## To do
Copy out each line containing "tail" from the entries below.

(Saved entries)
########################################
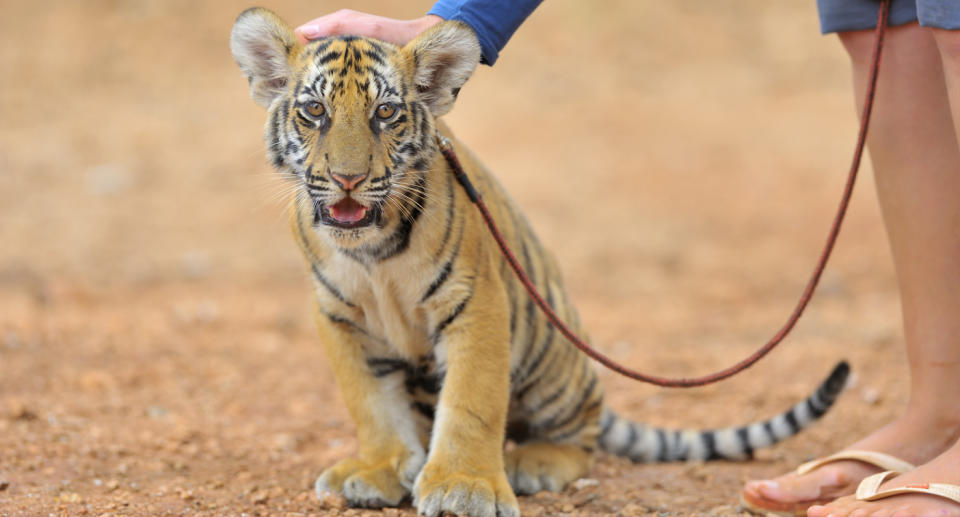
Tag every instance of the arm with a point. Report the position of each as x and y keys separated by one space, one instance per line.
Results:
x=494 y=21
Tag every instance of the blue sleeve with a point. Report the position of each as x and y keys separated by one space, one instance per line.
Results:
x=494 y=21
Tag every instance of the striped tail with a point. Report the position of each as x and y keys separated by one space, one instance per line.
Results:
x=650 y=444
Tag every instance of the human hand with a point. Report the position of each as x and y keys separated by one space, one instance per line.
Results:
x=346 y=21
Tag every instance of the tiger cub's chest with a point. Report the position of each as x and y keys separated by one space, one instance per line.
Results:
x=386 y=307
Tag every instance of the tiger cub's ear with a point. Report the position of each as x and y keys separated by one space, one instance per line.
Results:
x=443 y=58
x=263 y=45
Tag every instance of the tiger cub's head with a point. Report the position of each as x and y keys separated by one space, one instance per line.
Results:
x=353 y=118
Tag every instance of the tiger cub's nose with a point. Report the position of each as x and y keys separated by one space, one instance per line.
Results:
x=348 y=182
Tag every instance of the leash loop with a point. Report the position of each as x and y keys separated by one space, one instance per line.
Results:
x=446 y=147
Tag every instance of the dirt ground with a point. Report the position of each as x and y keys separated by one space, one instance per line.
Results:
x=157 y=354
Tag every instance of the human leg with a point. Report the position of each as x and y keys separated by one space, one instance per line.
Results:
x=914 y=151
x=930 y=279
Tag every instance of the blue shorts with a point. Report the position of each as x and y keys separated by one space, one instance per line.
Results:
x=853 y=15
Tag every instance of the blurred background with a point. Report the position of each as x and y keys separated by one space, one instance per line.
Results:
x=682 y=159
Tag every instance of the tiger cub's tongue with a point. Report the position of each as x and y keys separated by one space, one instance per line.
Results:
x=348 y=211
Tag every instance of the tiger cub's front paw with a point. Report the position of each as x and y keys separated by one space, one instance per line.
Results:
x=438 y=490
x=363 y=485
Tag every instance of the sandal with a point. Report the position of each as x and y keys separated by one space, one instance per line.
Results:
x=868 y=489
x=763 y=506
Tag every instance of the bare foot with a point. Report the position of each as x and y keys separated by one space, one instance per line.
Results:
x=942 y=469
x=910 y=438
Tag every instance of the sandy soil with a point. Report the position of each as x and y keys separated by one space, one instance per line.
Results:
x=157 y=355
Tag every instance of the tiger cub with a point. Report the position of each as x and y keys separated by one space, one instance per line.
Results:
x=438 y=352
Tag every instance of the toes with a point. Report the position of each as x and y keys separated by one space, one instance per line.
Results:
x=465 y=495
x=373 y=489
x=361 y=485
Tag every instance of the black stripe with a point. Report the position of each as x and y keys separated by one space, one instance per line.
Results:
x=399 y=240
x=631 y=439
x=792 y=422
x=815 y=410
x=383 y=366
x=554 y=422
x=607 y=423
x=768 y=428
x=679 y=449
x=326 y=283
x=441 y=278
x=448 y=223
x=424 y=409
x=663 y=451
x=344 y=321
x=709 y=441
x=435 y=335
x=744 y=437
x=328 y=57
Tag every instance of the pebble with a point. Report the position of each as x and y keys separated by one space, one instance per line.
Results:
x=582 y=483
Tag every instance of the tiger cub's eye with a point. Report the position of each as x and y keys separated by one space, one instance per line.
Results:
x=385 y=111
x=315 y=109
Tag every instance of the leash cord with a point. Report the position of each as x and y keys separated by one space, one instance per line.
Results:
x=446 y=148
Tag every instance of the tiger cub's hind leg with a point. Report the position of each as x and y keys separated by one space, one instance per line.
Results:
x=536 y=466
x=562 y=422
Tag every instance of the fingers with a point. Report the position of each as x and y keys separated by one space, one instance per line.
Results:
x=347 y=21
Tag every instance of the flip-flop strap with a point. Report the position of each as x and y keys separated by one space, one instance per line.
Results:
x=868 y=489
x=877 y=459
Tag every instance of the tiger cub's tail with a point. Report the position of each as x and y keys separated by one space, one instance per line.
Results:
x=642 y=443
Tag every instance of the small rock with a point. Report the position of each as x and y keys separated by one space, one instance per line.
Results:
x=331 y=501
x=582 y=483
x=70 y=497
x=871 y=396
x=259 y=497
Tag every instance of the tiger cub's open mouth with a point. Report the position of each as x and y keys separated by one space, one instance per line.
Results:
x=346 y=213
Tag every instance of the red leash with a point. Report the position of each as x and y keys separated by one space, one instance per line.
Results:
x=448 y=152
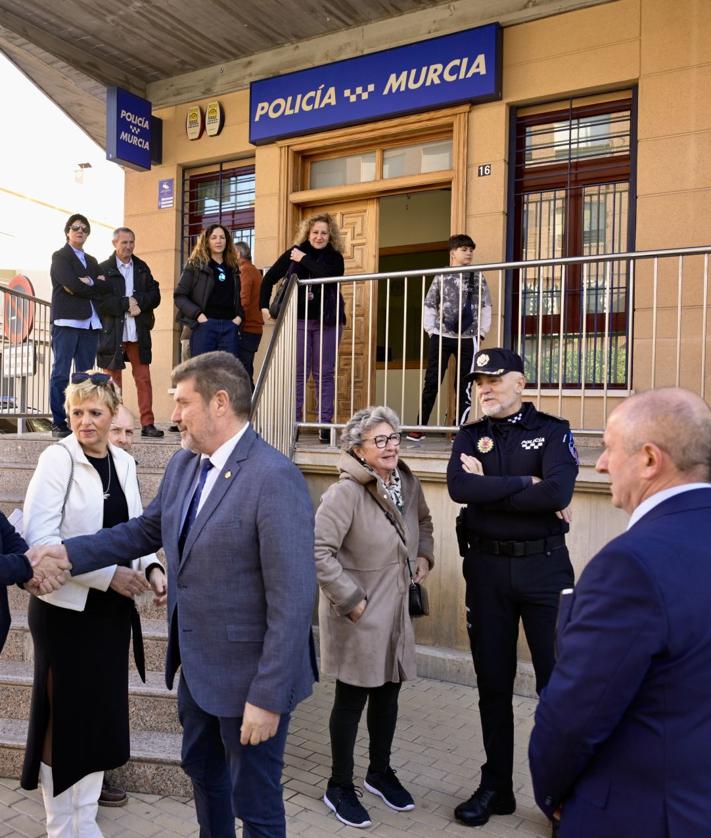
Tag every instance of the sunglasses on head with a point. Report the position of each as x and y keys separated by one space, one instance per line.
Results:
x=94 y=377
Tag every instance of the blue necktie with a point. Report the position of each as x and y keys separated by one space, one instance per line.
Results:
x=194 y=503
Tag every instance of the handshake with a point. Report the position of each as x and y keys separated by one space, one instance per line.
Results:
x=51 y=568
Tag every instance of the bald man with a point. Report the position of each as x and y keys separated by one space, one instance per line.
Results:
x=122 y=427
x=622 y=740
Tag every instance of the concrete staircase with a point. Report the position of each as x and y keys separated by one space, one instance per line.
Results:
x=154 y=767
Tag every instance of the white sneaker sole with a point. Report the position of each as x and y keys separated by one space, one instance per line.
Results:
x=330 y=805
x=373 y=790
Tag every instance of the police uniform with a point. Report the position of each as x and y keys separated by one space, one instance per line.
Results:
x=516 y=562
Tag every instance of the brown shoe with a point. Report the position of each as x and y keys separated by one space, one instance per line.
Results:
x=112 y=795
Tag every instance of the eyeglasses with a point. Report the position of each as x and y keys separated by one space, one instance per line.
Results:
x=94 y=377
x=382 y=440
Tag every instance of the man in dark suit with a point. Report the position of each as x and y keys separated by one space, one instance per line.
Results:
x=126 y=311
x=75 y=321
x=236 y=522
x=622 y=741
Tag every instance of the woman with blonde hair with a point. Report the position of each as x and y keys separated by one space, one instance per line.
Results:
x=373 y=532
x=321 y=312
x=79 y=713
x=208 y=293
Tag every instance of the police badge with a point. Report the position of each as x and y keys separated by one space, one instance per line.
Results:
x=485 y=444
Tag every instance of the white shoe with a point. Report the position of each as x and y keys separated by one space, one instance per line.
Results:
x=59 y=809
x=86 y=805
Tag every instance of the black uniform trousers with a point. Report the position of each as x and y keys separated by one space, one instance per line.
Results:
x=500 y=591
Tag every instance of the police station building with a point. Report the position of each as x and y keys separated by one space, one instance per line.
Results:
x=549 y=130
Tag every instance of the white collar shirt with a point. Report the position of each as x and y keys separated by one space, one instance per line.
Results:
x=129 y=323
x=649 y=503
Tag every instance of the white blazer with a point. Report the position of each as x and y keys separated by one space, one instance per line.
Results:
x=83 y=513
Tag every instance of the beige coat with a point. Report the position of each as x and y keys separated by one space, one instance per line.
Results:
x=361 y=545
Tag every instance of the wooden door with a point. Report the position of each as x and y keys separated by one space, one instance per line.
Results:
x=355 y=374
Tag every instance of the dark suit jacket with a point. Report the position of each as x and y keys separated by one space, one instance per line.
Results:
x=623 y=730
x=14 y=569
x=71 y=298
x=241 y=596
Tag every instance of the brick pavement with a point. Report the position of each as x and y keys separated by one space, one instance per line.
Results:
x=436 y=753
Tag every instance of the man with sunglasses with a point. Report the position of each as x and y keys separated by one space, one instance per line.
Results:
x=127 y=317
x=76 y=285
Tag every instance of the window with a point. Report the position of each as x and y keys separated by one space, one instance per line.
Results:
x=571 y=190
x=221 y=196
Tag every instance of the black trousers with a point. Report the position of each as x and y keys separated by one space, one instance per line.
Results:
x=436 y=370
x=500 y=591
x=343 y=726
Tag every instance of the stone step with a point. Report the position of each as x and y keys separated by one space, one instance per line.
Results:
x=151 y=705
x=18 y=646
x=154 y=767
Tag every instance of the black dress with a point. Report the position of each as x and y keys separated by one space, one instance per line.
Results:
x=87 y=654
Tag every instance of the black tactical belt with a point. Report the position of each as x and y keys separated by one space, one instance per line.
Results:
x=518 y=548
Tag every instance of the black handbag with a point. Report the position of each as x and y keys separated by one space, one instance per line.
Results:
x=277 y=302
x=418 y=601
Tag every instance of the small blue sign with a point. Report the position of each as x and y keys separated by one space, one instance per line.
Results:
x=166 y=192
x=463 y=67
x=128 y=129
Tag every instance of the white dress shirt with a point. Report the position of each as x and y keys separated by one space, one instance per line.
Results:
x=129 y=324
x=659 y=497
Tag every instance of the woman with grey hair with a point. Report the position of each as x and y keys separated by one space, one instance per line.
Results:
x=372 y=526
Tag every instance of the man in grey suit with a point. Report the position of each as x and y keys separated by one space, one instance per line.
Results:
x=236 y=522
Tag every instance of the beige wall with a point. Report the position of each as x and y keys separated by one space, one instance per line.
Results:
x=661 y=46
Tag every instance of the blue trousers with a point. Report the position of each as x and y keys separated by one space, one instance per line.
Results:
x=69 y=344
x=214 y=335
x=230 y=779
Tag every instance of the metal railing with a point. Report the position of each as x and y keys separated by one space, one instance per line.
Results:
x=590 y=329
x=25 y=359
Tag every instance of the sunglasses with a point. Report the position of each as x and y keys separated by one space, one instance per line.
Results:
x=95 y=378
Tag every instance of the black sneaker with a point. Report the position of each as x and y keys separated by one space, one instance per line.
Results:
x=343 y=802
x=387 y=786
x=482 y=804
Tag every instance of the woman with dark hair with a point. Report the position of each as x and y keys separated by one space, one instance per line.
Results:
x=208 y=293
x=317 y=253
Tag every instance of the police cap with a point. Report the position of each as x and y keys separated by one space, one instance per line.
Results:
x=495 y=362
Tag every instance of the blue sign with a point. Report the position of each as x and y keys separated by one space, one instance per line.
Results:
x=128 y=129
x=166 y=192
x=463 y=67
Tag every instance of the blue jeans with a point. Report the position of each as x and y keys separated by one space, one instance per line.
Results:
x=230 y=779
x=69 y=345
x=214 y=335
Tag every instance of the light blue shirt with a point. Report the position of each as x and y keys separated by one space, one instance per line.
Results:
x=649 y=503
x=93 y=322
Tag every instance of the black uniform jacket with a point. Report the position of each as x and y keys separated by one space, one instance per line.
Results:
x=71 y=298
x=113 y=305
x=504 y=504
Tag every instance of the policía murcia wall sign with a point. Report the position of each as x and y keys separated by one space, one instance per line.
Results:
x=463 y=67
x=128 y=129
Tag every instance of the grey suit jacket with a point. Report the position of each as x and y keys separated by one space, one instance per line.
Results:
x=241 y=596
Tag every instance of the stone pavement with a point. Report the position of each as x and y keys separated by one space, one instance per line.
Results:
x=437 y=752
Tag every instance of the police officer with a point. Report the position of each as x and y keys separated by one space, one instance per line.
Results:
x=515 y=470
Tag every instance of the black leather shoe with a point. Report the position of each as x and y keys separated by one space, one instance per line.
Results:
x=151 y=430
x=484 y=803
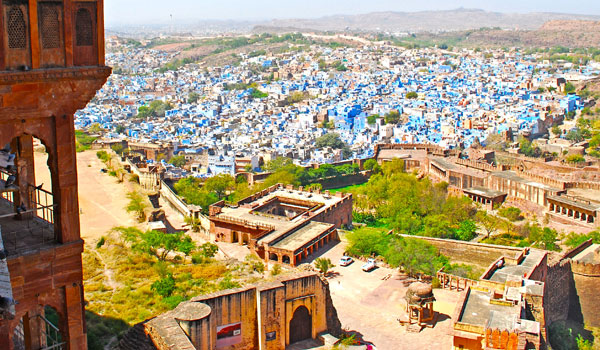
########################################
## Exercise solution
Tag every instance of the striped tail with a point. Report the position of each as x and y keys separated by one space, one instance per line.
Tag every instance of the tiger cub's tail with a point. Report the position of each as x and y keys separated by one space, one instance per line.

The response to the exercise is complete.